# Written request
Reproduce, word for word, the part of the material below that opens with the line containing "on the flag" and closes with the line containing "point(558, 166)", including both of those lines. Give only those lines.

# Task inputs
■ ■ ■ ■

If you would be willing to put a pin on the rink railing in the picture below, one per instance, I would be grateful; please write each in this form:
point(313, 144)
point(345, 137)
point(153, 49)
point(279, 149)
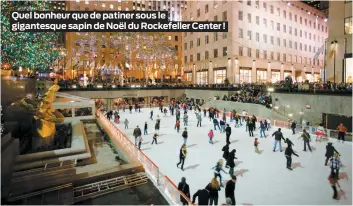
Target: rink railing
point(165, 185)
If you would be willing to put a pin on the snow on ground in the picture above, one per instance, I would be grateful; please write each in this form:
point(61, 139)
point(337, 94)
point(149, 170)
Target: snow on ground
point(264, 179)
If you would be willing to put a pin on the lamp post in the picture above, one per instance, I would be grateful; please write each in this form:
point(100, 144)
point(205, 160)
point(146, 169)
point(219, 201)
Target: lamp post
point(334, 43)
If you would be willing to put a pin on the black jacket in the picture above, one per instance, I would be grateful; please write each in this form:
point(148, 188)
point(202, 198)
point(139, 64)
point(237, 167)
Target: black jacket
point(184, 187)
point(202, 195)
point(330, 151)
point(228, 130)
point(289, 151)
point(213, 191)
point(225, 150)
point(278, 135)
point(230, 187)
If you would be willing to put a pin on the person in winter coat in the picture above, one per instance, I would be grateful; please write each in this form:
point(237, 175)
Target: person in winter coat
point(278, 137)
point(182, 156)
point(222, 124)
point(151, 117)
point(217, 170)
point(184, 187)
point(333, 182)
point(145, 129)
point(306, 139)
point(203, 196)
point(262, 129)
point(225, 150)
point(228, 133)
point(256, 143)
point(137, 133)
point(230, 162)
point(185, 135)
point(330, 150)
point(230, 188)
point(341, 132)
point(288, 153)
point(216, 124)
point(177, 126)
point(213, 188)
point(210, 136)
point(185, 119)
point(155, 138)
point(293, 126)
point(335, 164)
point(126, 122)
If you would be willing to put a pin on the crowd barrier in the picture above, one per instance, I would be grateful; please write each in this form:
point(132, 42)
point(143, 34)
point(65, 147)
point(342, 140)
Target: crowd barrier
point(164, 183)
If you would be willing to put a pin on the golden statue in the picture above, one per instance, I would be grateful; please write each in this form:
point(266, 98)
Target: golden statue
point(47, 116)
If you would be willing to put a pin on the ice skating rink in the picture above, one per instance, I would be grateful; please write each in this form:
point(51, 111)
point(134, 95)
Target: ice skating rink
point(262, 178)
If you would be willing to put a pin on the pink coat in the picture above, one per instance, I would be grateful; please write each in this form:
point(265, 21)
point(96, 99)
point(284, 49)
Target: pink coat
point(210, 134)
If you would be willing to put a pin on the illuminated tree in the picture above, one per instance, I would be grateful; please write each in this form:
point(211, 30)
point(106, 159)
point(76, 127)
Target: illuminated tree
point(27, 49)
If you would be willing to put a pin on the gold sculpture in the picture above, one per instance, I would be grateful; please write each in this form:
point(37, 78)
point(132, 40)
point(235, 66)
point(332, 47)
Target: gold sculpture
point(47, 116)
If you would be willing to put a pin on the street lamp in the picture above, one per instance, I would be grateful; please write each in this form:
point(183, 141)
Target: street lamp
point(334, 43)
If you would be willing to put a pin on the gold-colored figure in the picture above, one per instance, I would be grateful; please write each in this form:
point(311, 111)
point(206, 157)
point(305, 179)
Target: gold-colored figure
point(47, 116)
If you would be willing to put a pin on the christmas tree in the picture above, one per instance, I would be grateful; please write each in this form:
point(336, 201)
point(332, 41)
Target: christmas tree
point(36, 50)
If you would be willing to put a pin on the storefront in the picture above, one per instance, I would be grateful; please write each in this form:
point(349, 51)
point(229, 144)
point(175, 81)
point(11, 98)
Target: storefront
point(261, 75)
point(275, 76)
point(219, 75)
point(202, 77)
point(245, 75)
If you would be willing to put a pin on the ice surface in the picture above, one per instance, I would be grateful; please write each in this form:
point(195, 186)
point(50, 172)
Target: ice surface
point(264, 179)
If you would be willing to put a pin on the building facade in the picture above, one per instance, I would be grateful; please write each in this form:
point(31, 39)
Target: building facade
point(108, 55)
point(266, 42)
point(339, 62)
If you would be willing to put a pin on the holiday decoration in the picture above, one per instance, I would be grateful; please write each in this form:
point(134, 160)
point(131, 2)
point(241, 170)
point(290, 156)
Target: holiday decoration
point(27, 49)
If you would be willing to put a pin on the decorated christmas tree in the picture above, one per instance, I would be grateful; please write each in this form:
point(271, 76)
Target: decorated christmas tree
point(36, 50)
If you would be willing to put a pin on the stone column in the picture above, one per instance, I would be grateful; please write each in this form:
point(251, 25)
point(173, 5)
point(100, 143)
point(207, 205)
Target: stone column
point(210, 73)
point(253, 72)
point(282, 72)
point(236, 71)
point(269, 74)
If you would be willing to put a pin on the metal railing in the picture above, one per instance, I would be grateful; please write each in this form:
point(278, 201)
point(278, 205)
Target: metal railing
point(164, 183)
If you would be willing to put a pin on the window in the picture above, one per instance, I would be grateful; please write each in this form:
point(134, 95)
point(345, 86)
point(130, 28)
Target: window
point(219, 76)
point(224, 16)
point(261, 76)
point(348, 25)
point(225, 51)
point(215, 53)
point(240, 15)
point(240, 33)
point(245, 75)
point(257, 53)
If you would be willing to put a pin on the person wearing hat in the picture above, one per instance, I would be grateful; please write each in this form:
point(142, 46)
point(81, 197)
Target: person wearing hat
point(184, 187)
point(329, 152)
point(230, 188)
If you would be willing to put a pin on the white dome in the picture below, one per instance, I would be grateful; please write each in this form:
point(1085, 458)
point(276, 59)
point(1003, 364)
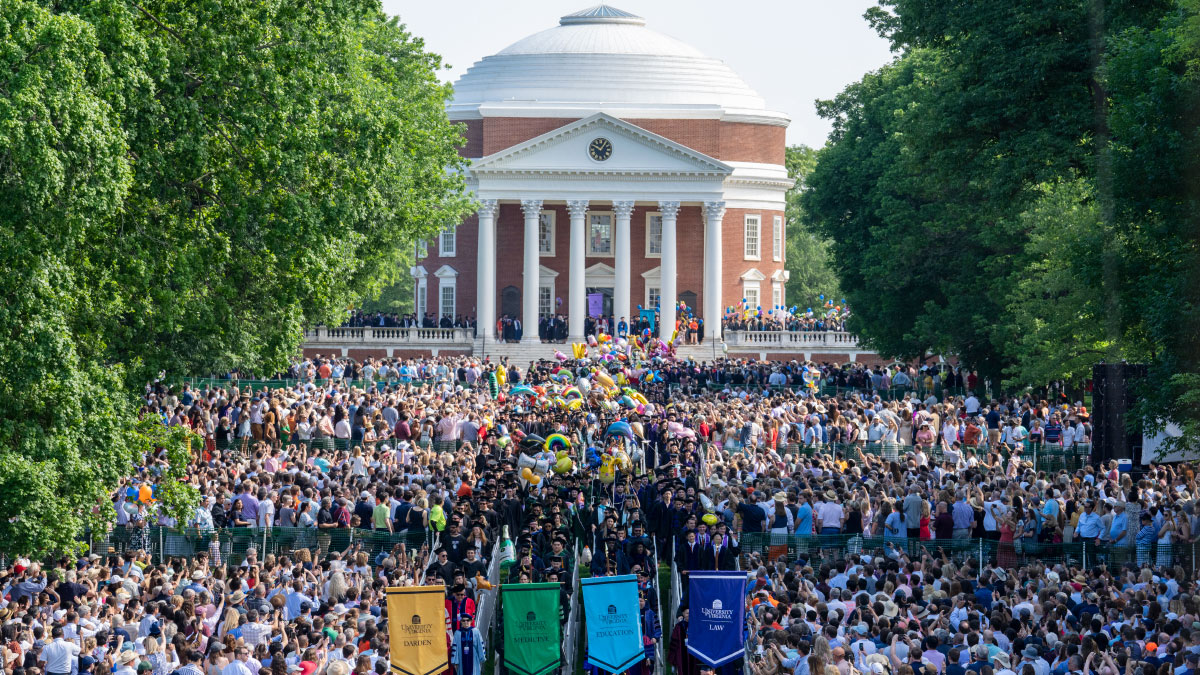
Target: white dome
point(604, 60)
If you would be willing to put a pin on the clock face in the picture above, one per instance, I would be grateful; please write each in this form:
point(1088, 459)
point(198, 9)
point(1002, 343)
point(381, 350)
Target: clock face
point(600, 149)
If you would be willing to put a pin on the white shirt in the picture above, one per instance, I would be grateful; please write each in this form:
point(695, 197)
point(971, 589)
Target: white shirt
point(58, 656)
point(237, 667)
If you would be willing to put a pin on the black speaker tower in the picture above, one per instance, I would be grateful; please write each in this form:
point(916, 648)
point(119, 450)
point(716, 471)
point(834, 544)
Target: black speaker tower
point(1114, 387)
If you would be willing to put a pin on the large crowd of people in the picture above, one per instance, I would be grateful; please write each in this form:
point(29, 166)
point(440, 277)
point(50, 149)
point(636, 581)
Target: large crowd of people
point(858, 501)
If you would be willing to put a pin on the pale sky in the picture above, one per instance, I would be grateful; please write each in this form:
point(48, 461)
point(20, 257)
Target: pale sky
point(791, 52)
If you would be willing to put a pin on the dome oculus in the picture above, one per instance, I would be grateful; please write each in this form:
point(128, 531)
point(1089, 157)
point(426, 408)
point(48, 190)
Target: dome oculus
point(600, 149)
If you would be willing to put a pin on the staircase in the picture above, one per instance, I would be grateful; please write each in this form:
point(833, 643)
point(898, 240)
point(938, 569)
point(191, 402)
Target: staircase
point(521, 354)
point(516, 352)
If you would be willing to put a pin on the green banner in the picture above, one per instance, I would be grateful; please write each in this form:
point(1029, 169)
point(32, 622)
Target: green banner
point(532, 628)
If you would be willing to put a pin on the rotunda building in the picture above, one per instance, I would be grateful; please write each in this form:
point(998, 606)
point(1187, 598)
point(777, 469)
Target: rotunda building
point(617, 169)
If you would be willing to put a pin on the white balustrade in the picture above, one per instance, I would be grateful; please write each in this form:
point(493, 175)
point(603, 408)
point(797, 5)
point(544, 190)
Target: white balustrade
point(791, 339)
point(388, 335)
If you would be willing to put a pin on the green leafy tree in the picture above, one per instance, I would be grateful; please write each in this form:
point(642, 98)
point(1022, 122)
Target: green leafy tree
point(185, 186)
point(1153, 84)
point(935, 159)
point(807, 252)
point(1061, 298)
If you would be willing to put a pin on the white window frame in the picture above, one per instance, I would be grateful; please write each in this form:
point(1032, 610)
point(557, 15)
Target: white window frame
point(543, 220)
point(777, 238)
point(651, 216)
point(753, 222)
point(453, 287)
point(612, 234)
point(651, 292)
point(750, 291)
point(545, 298)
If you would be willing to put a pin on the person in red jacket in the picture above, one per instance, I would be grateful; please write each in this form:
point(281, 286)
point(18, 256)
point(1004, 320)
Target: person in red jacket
point(459, 605)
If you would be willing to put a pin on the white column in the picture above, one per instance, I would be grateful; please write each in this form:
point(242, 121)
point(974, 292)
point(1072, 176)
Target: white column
point(622, 267)
point(669, 296)
point(485, 269)
point(577, 300)
point(713, 266)
point(532, 276)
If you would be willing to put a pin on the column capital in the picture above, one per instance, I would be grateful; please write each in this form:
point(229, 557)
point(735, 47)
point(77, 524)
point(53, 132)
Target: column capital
point(489, 208)
point(577, 208)
point(714, 210)
point(623, 209)
point(531, 207)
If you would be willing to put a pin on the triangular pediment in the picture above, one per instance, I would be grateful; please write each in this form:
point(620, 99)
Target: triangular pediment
point(630, 150)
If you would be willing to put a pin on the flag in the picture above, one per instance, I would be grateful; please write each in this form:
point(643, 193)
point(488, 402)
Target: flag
point(613, 622)
point(718, 605)
point(417, 629)
point(532, 628)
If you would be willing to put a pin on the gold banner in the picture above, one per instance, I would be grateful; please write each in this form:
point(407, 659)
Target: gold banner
point(417, 629)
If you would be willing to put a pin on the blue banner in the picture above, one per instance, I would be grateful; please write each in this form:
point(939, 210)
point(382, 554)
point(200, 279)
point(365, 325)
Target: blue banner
point(613, 622)
point(717, 603)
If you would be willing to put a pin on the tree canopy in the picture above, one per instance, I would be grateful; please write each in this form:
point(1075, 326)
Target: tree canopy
point(186, 185)
point(807, 252)
point(1019, 189)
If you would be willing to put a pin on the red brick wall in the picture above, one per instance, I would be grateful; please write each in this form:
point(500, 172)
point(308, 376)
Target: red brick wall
point(463, 262)
point(742, 142)
point(736, 142)
point(733, 251)
point(473, 131)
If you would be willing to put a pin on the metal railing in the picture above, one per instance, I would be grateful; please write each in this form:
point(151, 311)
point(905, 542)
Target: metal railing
point(489, 598)
point(231, 545)
point(259, 384)
point(676, 595)
point(1043, 457)
point(1011, 555)
point(571, 631)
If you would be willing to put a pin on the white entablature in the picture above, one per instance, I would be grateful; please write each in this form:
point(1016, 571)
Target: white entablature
point(558, 166)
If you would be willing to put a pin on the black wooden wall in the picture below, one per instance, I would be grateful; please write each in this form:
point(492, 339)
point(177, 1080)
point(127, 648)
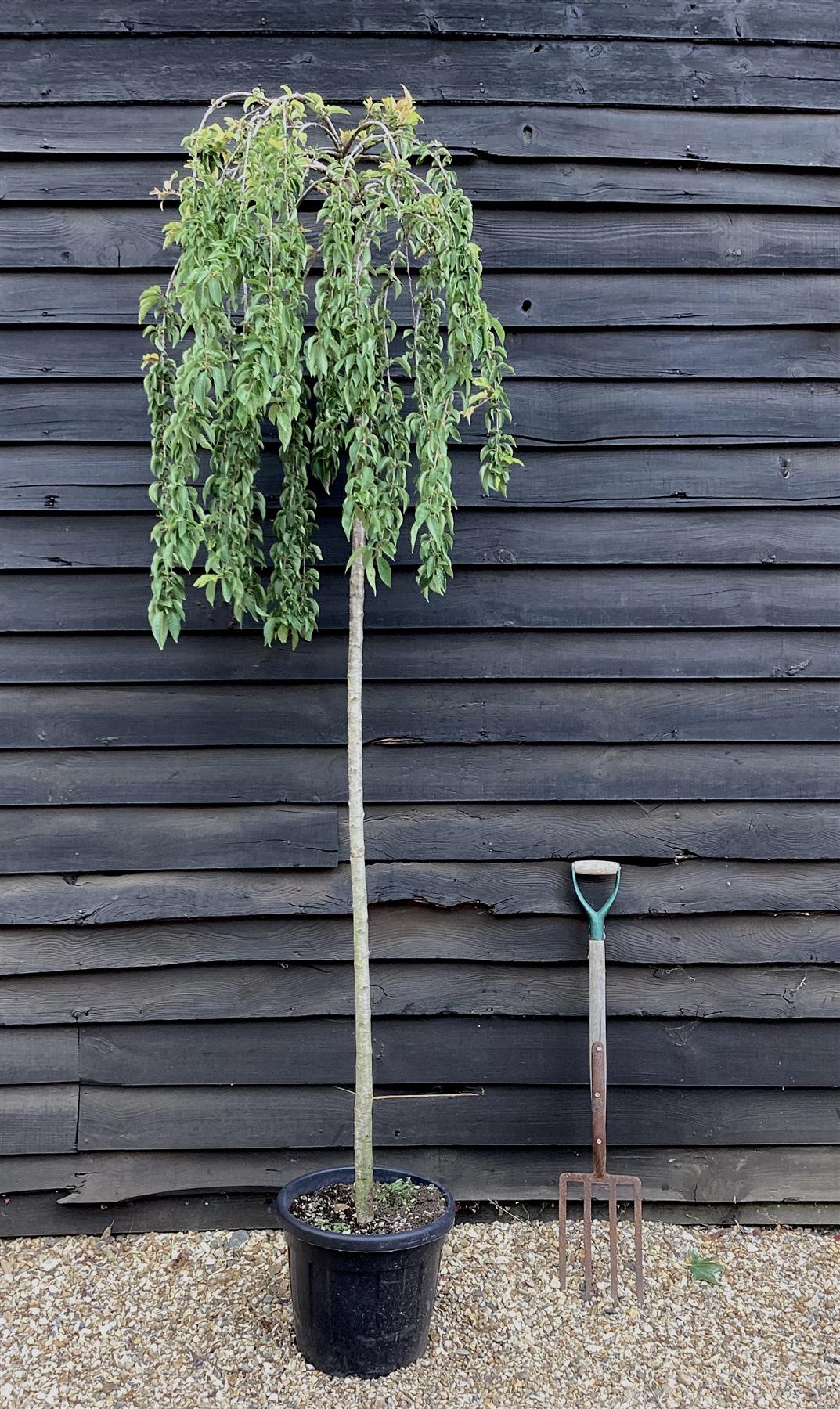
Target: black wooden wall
point(637, 657)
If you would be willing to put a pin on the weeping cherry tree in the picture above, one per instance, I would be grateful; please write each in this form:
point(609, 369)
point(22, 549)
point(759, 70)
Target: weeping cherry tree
point(357, 396)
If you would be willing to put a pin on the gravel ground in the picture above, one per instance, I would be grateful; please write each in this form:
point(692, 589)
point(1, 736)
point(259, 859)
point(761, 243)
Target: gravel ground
point(188, 1321)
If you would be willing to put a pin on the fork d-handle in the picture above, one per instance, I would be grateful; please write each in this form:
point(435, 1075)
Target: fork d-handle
point(597, 951)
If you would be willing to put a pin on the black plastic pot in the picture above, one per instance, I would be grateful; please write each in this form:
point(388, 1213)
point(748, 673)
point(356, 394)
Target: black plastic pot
point(362, 1303)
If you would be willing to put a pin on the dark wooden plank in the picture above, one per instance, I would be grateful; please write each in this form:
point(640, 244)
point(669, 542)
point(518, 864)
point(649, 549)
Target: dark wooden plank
point(34, 354)
point(503, 598)
point(141, 716)
point(488, 535)
point(190, 1118)
point(759, 831)
point(401, 932)
point(75, 237)
point(521, 299)
point(40, 1215)
point(116, 478)
point(427, 655)
point(532, 133)
point(544, 413)
point(485, 181)
point(450, 1050)
point(84, 838)
point(525, 888)
point(706, 20)
point(38, 1119)
point(614, 72)
point(167, 838)
point(34, 1056)
point(419, 988)
point(669, 1174)
point(488, 773)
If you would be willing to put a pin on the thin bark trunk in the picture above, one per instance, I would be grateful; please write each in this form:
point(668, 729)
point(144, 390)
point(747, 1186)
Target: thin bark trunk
point(355, 798)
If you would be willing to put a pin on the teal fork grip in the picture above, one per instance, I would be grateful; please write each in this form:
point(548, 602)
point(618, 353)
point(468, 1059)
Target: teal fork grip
point(597, 917)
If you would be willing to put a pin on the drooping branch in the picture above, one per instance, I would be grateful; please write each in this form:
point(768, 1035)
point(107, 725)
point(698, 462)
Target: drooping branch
point(230, 354)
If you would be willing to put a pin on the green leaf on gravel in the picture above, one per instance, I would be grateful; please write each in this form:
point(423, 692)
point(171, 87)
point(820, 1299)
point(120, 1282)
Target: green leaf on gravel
point(705, 1268)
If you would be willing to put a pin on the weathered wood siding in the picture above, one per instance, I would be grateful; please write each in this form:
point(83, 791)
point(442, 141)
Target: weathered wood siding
point(639, 654)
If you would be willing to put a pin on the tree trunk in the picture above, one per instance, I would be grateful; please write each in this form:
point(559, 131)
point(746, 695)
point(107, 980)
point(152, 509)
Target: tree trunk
point(355, 798)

■ ■ ■ ■

# Exercise result
If you would be willing to put a pin on the flag in the picture above, one per instance, I would be grateful; please write each in this form:
point(643, 193)
point(488, 402)
Target: flag
point(613, 622)
point(718, 605)
point(417, 629)
point(532, 628)
If you would be willing to put a pin on the gold banner in the picture above, one per instance, I would be grateful; please write each in this form:
point(407, 659)
Target: gold banner
point(417, 629)
If you would be willing to put a pin on the blue banner in the picture above, one per instance, I would be grateful; please write each in this form:
point(939, 210)
point(382, 554)
point(200, 279)
point(365, 325)
Target: blue banner
point(613, 622)
point(717, 603)
If you would be willing to put a pin on the tree canopy in the picture above, one per instance, I would be grateful; please write each in this form:
point(1075, 326)
Target: tree canopy
point(186, 185)
point(807, 252)
point(1019, 189)
If you would be willing to put a pin on the red brick wall in the picture above, one per instance, I would be grateful; please write each in this form:
point(500, 172)
point(308, 376)
Target: red brick wall
point(463, 262)
point(742, 142)
point(736, 142)
point(733, 251)
point(473, 131)
If you would be willing to put a pin on the metal railing in the picture above, one per instance, I would be grateful; please write each in this form:
point(151, 311)
point(905, 542)
Target: metal railing
point(489, 598)
point(231, 545)
point(259, 384)
point(676, 595)
point(1043, 457)
point(1011, 555)
point(571, 631)
If you would be willing to put a pin on the white entablature in the picture above, one per instance, I would be grateful; please write each in this form:
point(1016, 571)
Target: white entablature
point(558, 166)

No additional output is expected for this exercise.